DATA TO PROCESS Start Marker

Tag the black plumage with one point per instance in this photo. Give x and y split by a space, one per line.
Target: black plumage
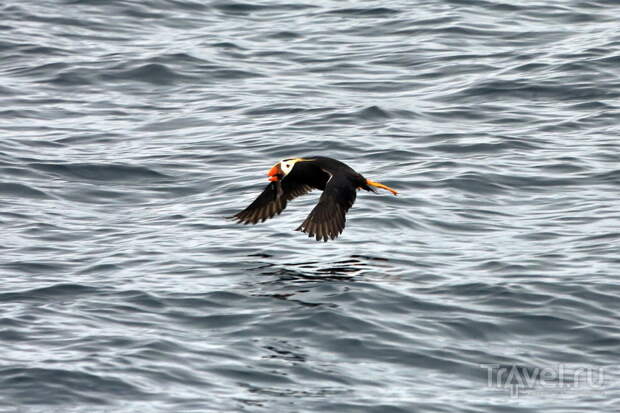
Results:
339 184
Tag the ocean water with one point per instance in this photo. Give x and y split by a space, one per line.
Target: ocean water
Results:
132 129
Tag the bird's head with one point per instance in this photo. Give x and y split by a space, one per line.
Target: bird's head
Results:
282 168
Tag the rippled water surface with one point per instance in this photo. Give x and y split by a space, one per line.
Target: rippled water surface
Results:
131 129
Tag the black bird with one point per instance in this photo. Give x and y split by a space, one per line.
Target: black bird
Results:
294 177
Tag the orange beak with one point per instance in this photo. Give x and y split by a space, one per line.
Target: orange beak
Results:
274 173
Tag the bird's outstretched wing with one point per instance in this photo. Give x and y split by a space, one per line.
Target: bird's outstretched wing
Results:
327 219
272 201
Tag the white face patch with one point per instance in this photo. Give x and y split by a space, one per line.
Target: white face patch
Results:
287 164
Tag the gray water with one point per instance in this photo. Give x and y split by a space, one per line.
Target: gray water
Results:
132 129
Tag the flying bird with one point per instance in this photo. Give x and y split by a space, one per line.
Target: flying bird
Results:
294 177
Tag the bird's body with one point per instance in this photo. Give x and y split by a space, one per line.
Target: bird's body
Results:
294 177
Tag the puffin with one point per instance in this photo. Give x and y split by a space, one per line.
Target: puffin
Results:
293 177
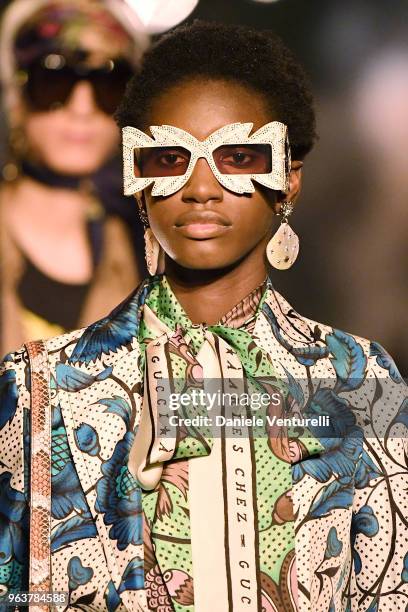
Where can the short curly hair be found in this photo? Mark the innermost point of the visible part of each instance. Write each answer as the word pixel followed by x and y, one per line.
pixel 255 59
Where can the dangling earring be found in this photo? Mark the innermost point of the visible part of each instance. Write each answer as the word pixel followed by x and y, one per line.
pixel 154 254
pixel 283 247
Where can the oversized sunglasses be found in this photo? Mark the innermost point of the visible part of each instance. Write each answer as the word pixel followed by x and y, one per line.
pixel 236 158
pixel 49 82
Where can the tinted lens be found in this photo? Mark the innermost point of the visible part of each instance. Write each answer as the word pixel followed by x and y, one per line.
pixel 48 88
pixel 163 161
pixel 243 159
pixel 109 85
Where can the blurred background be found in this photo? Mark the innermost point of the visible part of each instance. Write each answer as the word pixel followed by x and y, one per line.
pixel 352 216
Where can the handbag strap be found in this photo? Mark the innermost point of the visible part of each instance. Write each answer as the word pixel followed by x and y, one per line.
pixel 40 471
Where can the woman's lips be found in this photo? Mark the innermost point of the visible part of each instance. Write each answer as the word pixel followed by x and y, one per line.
pixel 202 225
pixel 202 231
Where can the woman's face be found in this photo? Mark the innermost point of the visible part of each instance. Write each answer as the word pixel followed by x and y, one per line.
pixel 74 139
pixel 203 225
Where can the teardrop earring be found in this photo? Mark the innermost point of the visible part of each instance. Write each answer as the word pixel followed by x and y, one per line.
pixel 154 254
pixel 283 247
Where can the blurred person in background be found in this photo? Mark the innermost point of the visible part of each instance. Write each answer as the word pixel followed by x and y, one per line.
pixel 64 260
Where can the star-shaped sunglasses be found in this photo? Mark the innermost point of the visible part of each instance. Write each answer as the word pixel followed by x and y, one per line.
pixel 236 158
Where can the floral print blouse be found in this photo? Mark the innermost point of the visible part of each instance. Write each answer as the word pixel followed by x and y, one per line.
pixel 322 521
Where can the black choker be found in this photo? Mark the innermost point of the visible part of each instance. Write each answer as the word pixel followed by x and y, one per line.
pixel 49 177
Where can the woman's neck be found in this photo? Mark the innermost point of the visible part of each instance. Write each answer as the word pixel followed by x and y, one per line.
pixel 49 204
pixel 206 295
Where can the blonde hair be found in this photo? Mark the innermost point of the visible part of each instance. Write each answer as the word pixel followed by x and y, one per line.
pixel 19 12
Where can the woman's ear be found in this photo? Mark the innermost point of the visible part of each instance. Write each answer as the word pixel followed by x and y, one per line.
pixel 295 183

DATA TO PROCESS End Marker

▶ **PROBLEM**:
Leaving out the pictures, repeat all the entries exactly as they stand.

▶ **ANSWER BOX**:
Tag the black plumage with one point per instance in this photo. Give x and y split by a space, one per line.
Target: black plumage
Results:
339 184
Tag the ocean water with one point per instance in this photo. Give x and y split by a space, one per line.
Target: ocean water
Results:
132 129
Tag the bird's head with one point per instance in this photo. Give x and y split by a space, one per line.
Target: bird's head
Results:
282 168
Tag the rippled water surface with one point per instance in this photo. Give x and y split by a space, one per line.
Target: rippled water surface
Results:
131 129
Tag the black bird with one point per instance in this photo. Give x and y split by a space, one per line.
Target: black bird
Results:
294 177
Tag the orange beak with one point per instance in this photo. Give x and y split by a space, one per line.
Target: orange beak
Results:
274 173
Tag the bird's outstretched wing with one point per instance in this photo. Give x and y split by a space, one per line.
Target: bird's outstretched wing
Results:
327 219
272 201
Tag the white face patch with one point per instance in this photo. Give x and y split by a space, one per line.
Target: white face patch
Results:
287 164
Tag the gray water with one point per instance in this photo. Give x and y split by a space, one per line.
Target: gray water
Results:
132 129
Tag the flying bird with one point per instance in this photo. Give x and y split by a space, one per line.
Target: flying bird
Results:
294 177
Tag the bird's body with one point per instance in this photo. Give x and y split by a space, one per line.
Target: bird's body
Results:
294 177
Tag the puffin with one point per instance in this photo. Give x and y split by a space, one per line.
Target: puffin
Results:
293 177
Where can the short curly hair be found in this photo? Mark the innermost point of the visible part of each instance. Write each answer as the word pixel followed by x and y, one per line.
pixel 255 59
Where can the dangling earring be found in this photo? Mark the innermost point of the visible part of each instance. Write each answer as the word pixel followed by x and y, one per line.
pixel 154 254
pixel 283 247
Where can the oversized sunglasses be found in this photo? Mark the innermost point of the visible part of each instance. Write each answer as the word pixel followed by x and y, one per line.
pixel 236 158
pixel 49 82
Where can the tinted lens be found in this photo? Mark the innermost point of the visible part of each instance. Write each answer as the word pixel followed by x and y, one per line.
pixel 48 88
pixel 163 161
pixel 243 159
pixel 109 85
Where can the blurred background be found in this photo? Mark the innermost point of the visible part of each instance. Write each answer as the word pixel followed by x and y, one per line.
pixel 352 216
Where can the handbag strap be found in this photo? Mark the innermost point of the visible part of each instance. Write each answer as the word pixel followed by x and y, one per line.
pixel 40 471
Where can the woman's lips be found in this photo? Mark the innermost point of the visible part of each instance. Write each answer as the word pixel followed by x and y, one per line.
pixel 202 225
pixel 202 231
Where can the woman's face be found in this photo? Mark the innermost point of the visible part of each instance. Write each answer as the word pixel followed by x and y, one per line.
pixel 74 139
pixel 203 225
Where can the teardrop earring be found in this photo? Mark the innermost point of the visible part of each instance. Write each answer as the word pixel followed by x and y, one per line.
pixel 154 254
pixel 283 247
Where can the blurred person in background be found in this photo? Mark the innermost point of the visible part of each instance. Write each answer as the word pixel followed by x and y, one per line.
pixel 64 260
Where can the star-shaped sunglasses be found in this photo? Mark the innermost point of the visible part of each instance. Write each answer as the word pixel followed by x and y, one per line.
pixel 236 158
Where can the floral print blouse be found in this photo? Mark the innermost point of the visible part of each instance. Write each answer as the word pixel followed by x and y, one per line.
pixel 322 521
Where can the black choker be found in this photo? Mark the innermost point of the visible part of each instance. Write each answer as the word pixel followed by x and y, one per line.
pixel 49 177
Where can the woman's neck be found in this photo? Mark the innermost point of the visible part of each instance. Write each answer as the word pixel followed by x and y, one per line.
pixel 49 204
pixel 206 295
Where can the blonde hair be found in this photo? Mark the innermost point of the visible part of each instance. Write each answer as the word pixel followed by x and y, one per line.
pixel 19 12
Where can the woman's ear be found in this photo? Mark the innermost point of the visible part of each instance. Write each answer as the word pixel followed by x and y, one per line.
pixel 295 183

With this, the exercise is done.